◆ EXTRACTED INFORMATION:
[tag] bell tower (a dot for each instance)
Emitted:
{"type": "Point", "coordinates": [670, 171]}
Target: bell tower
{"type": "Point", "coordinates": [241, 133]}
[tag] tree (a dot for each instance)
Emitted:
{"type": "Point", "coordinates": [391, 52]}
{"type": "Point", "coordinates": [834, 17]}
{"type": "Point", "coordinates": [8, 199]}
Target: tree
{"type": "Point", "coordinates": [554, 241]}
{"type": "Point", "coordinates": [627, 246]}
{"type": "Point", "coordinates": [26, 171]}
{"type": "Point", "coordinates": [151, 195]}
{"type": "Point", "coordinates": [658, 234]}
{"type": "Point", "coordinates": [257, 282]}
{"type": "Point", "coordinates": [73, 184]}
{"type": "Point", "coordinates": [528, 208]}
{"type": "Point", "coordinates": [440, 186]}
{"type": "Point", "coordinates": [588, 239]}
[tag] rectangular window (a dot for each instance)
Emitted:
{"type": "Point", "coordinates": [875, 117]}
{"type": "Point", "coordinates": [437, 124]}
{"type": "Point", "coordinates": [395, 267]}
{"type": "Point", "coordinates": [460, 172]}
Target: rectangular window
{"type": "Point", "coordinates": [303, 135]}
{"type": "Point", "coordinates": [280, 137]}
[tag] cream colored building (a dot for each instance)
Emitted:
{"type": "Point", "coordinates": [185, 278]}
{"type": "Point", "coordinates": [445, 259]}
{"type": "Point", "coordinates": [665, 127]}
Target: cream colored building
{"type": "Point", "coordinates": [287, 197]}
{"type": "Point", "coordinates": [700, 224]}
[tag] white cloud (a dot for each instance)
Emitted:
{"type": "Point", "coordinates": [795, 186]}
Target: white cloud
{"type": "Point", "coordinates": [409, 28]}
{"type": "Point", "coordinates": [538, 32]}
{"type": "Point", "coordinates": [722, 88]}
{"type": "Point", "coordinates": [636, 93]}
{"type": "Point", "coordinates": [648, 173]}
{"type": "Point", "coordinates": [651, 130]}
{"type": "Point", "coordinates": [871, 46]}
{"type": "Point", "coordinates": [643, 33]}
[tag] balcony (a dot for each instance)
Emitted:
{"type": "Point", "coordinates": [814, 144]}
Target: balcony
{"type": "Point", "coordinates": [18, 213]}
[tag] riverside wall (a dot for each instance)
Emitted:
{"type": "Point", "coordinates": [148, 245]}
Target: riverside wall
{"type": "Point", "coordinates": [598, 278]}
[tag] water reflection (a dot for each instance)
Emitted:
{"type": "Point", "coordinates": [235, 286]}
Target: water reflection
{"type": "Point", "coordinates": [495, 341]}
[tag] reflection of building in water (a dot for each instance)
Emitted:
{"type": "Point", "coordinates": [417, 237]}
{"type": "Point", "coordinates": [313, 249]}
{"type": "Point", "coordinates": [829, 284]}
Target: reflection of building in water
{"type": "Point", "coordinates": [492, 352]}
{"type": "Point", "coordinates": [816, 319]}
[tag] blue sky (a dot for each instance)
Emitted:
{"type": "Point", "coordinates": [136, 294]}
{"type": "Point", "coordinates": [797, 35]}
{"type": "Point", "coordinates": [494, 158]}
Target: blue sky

◆ WHAT YOU HAVE TO DO:
Could you format the whole listing above as a numbered list, leaving out any blank lines?

◆ ANSWER TO THE EXERCISE:
1. [tag] bell tower (a dot for each instance)
2. Emitted:
3. {"type": "Point", "coordinates": [670, 171]}
4. Target: bell tower
5. {"type": "Point", "coordinates": [241, 133]}
6. [tag] tree (a dot for each instance)
7. Emitted:
8. {"type": "Point", "coordinates": [391, 52]}
9. {"type": "Point", "coordinates": [834, 17]}
10. {"type": "Point", "coordinates": [8, 199]}
11. Target: tree
12. {"type": "Point", "coordinates": [554, 241]}
13. {"type": "Point", "coordinates": [627, 246]}
14. {"type": "Point", "coordinates": [26, 171]}
15. {"type": "Point", "coordinates": [151, 195]}
16. {"type": "Point", "coordinates": [658, 234]}
17. {"type": "Point", "coordinates": [257, 282]}
18. {"type": "Point", "coordinates": [73, 184]}
19. {"type": "Point", "coordinates": [528, 208]}
20. {"type": "Point", "coordinates": [440, 186]}
21. {"type": "Point", "coordinates": [588, 239]}
22. [tag] rectangular window (a dot for each instance)
23. Emitted:
24. {"type": "Point", "coordinates": [875, 117]}
25. {"type": "Point", "coordinates": [437, 124]}
26. {"type": "Point", "coordinates": [395, 267]}
27. {"type": "Point", "coordinates": [460, 172]}
28. Target: rectangular window
29. {"type": "Point", "coordinates": [303, 135]}
30. {"type": "Point", "coordinates": [280, 137]}
31. [tag] cream colored building (a dot for each instance)
32. Emitted:
33. {"type": "Point", "coordinates": [185, 278]}
34. {"type": "Point", "coordinates": [445, 259]}
35. {"type": "Point", "coordinates": [665, 127]}
36. Target: cream colored building
37. {"type": "Point", "coordinates": [287, 197]}
38. {"type": "Point", "coordinates": [700, 224]}
39. [tag] white cloud (a dot for each instance)
40. Emitted:
41. {"type": "Point", "coordinates": [795, 186]}
42. Target: white cloud
43. {"type": "Point", "coordinates": [409, 28]}
44. {"type": "Point", "coordinates": [538, 32]}
45. {"type": "Point", "coordinates": [722, 88]}
46. {"type": "Point", "coordinates": [636, 93]}
47. {"type": "Point", "coordinates": [648, 173]}
48. {"type": "Point", "coordinates": [651, 130]}
49. {"type": "Point", "coordinates": [871, 46]}
50. {"type": "Point", "coordinates": [643, 33]}
51. [tag] balcony (a dot for each instance)
52. Emitted:
53. {"type": "Point", "coordinates": [814, 144]}
54. Target: balcony
55. {"type": "Point", "coordinates": [18, 213]}
56. [tag] riverside wall (a dot for each instance)
57. Emitted:
58. {"type": "Point", "coordinates": [148, 245]}
59. Target: riverside wall
60. {"type": "Point", "coordinates": [598, 278]}
61. [tag] water reflection (a dot for each instance)
62. Emitted:
63. {"type": "Point", "coordinates": [235, 286]}
64. Target: water reflection
65. {"type": "Point", "coordinates": [495, 341]}
66. [tag] reflection of building in water (a dot for each instance)
67. Emitted:
68. {"type": "Point", "coordinates": [417, 237]}
69. {"type": "Point", "coordinates": [313, 249]}
70. {"type": "Point", "coordinates": [829, 284]}
71. Target: reflection of building in water
72. {"type": "Point", "coordinates": [492, 352]}
73. {"type": "Point", "coordinates": [816, 319]}
74. [tag] blue sky (a dot for each instance)
75. Emitted:
76. {"type": "Point", "coordinates": [136, 294]}
77. {"type": "Point", "coordinates": [797, 35]}
78. {"type": "Point", "coordinates": [494, 158]}
79. Target: blue sky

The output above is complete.